Stored data entries:

Content starts

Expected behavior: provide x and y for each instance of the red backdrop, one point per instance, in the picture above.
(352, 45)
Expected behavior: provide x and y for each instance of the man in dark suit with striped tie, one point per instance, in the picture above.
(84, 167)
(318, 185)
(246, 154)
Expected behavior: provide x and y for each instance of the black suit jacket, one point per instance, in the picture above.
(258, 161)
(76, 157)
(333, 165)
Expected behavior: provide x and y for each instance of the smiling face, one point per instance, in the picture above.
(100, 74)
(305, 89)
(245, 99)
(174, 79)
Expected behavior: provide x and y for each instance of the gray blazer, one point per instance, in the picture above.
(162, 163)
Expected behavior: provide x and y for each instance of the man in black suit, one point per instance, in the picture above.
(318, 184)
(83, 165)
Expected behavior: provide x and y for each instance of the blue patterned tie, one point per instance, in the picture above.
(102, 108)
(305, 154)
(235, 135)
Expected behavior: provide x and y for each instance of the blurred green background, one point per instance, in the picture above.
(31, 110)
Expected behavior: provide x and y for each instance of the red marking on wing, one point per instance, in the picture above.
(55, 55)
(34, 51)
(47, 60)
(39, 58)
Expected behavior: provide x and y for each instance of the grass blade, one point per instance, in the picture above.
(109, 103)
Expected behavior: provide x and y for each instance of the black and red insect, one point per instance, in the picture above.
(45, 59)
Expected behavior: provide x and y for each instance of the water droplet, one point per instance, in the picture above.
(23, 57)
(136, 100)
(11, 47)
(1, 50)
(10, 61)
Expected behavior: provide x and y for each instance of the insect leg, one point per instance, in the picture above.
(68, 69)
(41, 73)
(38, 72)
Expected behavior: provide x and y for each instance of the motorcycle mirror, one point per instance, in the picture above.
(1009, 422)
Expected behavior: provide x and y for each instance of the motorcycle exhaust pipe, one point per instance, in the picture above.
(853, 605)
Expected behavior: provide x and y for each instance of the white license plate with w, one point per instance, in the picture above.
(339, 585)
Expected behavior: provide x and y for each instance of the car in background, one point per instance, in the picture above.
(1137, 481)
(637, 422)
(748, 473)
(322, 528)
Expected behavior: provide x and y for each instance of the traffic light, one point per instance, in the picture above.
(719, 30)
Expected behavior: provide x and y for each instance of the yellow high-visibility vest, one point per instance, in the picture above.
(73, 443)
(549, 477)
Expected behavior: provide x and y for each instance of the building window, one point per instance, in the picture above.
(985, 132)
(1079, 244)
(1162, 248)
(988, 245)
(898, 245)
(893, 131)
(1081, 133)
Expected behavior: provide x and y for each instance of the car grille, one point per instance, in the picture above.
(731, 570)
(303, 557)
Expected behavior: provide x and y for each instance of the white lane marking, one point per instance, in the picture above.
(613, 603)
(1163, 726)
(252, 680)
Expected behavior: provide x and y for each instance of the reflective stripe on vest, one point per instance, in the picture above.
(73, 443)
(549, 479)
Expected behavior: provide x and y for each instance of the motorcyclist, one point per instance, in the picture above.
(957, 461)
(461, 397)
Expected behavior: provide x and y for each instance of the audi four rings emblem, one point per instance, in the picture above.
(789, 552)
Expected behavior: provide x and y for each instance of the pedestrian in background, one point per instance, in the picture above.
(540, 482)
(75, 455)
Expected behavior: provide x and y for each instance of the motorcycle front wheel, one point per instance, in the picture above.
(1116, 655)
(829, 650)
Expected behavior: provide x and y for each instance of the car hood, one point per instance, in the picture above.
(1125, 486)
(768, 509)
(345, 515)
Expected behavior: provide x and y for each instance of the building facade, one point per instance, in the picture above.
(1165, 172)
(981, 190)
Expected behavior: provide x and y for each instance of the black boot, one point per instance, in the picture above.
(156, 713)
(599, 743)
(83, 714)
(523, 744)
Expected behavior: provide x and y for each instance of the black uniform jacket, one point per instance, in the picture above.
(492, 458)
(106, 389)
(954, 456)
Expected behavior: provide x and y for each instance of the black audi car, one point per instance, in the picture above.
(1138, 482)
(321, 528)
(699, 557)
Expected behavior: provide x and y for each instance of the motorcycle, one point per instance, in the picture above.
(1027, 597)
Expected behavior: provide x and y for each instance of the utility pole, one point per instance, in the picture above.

Content ends

> _WHAT YOU NEED TO DO_
What is needed is a word-for-word copy of all the entries.

> _SOLUTION FOR THIS PROBLEM_
Expected behavior: provide x and y for each instance of the red backdrop, one point per instance, in the picture above.
(352, 45)
Expected behavior: provide x and y for each instance of the man in dark suit with striped tie, one point per instance, in the picture above.
(84, 167)
(318, 185)
(246, 154)
Expected behavior: provide x and y for each instance of the black suit jacket, one point per instance, in the picture above.
(258, 161)
(76, 157)
(333, 165)
Expected behavior: provide x and y for each instance of the smiling face, one point per instance, in the picture above.
(100, 74)
(305, 89)
(245, 99)
(174, 79)
Expected behavior: provide x and y for each instance of the gray blazer, one point per instance, in the picture above.
(162, 163)
Expected behavior: provide x and y for each instance of the man in black suit, one point per instance, in the picture above.
(318, 184)
(83, 165)
Expected behavior: provide x and y for each instance of the blue patterned tie, one point per instance, in the picture above.
(102, 108)
(305, 154)
(235, 135)
Expected behavior: provide x and y for each instance of the blurred green background, one point per instance, in the picture above.
(31, 110)
Expected behavior: provide x and y for each instance of the red marking on wing, one point per instance, in the picture above.
(55, 55)
(34, 51)
(47, 60)
(39, 58)
Expected behavior: provide x and y for each instance of the grass blade, one point per instance, in the picture above.
(109, 103)
Expected behavior: provide x and y for each instance of the black and red insect, one point per instance, in the picture above.
(45, 59)
Expected behavior: provide x and y for each instance of the water droplet, one point per instance, in the picture above.
(23, 57)
(136, 100)
(11, 47)
(1, 50)
(10, 61)
Expected behavior: provide x and y for each instance of the insect leg, one point per instance, in the picture above.
(68, 69)
(41, 73)
(38, 72)
Expected behavior: provide x and y for each instance of the motorcycle mirror, one point per instance, in the picture above.
(1009, 422)
Expected behavior: provide x and y for each instance of the motorcycle exhaust pipe, one point per instance, in the picture above.
(853, 605)
Expected behavior: provide x and y for each instance of the white license plate with w, one point per instance, in the picture above.
(339, 585)
Expected behavior: provide x and y for each instance of the car in background, one point per instance, in the picture above.
(1137, 481)
(637, 422)
(748, 473)
(322, 528)
Expected behavior: provide x and y for each instance of the traffic light, one point per instance, in the picture above.
(719, 30)
Expected behavior: provide x and y for each instance of the yellow high-visibility vest, one point per instance, in the picture above.
(73, 443)
(549, 477)
Expected behavior: provide x and y for each instance of the building window, one point per instance, in the picture above.
(985, 132)
(1079, 244)
(1162, 248)
(988, 245)
(898, 245)
(893, 131)
(1081, 133)
Expected behavior: provide x and y for each instance of the car grille, one point per instance, in the picture above.
(731, 570)
(303, 557)
Expected behavior: provide x and y for each instance of the white lane marking, one point per instance, in the picture above.
(613, 603)
(1163, 726)
(252, 680)
Expected behavior: provide x and y for each instance of the reflective stripe on vest, one point per instance, in the picture above.
(73, 443)
(549, 479)
Expected behavior: provide x and y for each instance of the motorcyclist, one point per instance, in the picture above.
(957, 461)
(461, 397)
Expected behavior: provide x and y for each instance of the audi four rings emblem, one point per instance, in the picture above.
(789, 552)
Expected behavior: provide x and y for each instance of the pedestrian in background, one point per instance, in the picture above.
(540, 482)
(75, 455)
Expected behavior: provide x and y for each instance of the motorcycle front wheel, one point per instance, in the picture above.
(1116, 655)
(829, 650)
Expected behavior: provide x and y for each instance of the car hood, one point per instance, in the picture above.
(1125, 486)
(768, 509)
(345, 515)
Expected behavior: provide x and y for each instance of the building facade, one point per instance, in the picture above.
(1165, 172)
(981, 190)
Expected behavior: provide x and y for each instance of the black boot, one point per instance, in the picture above.
(156, 713)
(599, 743)
(83, 714)
(523, 744)
Expected behavior: provide x and y for each instance of the black uniform jacket, one point per instance, in the picture above.
(492, 458)
(106, 389)
(954, 456)
Expected behavior: provide x and y for each instance of the black audi car, one point per instance, in the picture above.
(1138, 482)
(321, 528)
(699, 557)
Expected behavior: provide x and y for each instance of the motorcycle, one point per instance, in the picture above.
(1027, 597)
Expected behavior: provide x and y for each instance of the utility pole, one point per instance, in the picture above.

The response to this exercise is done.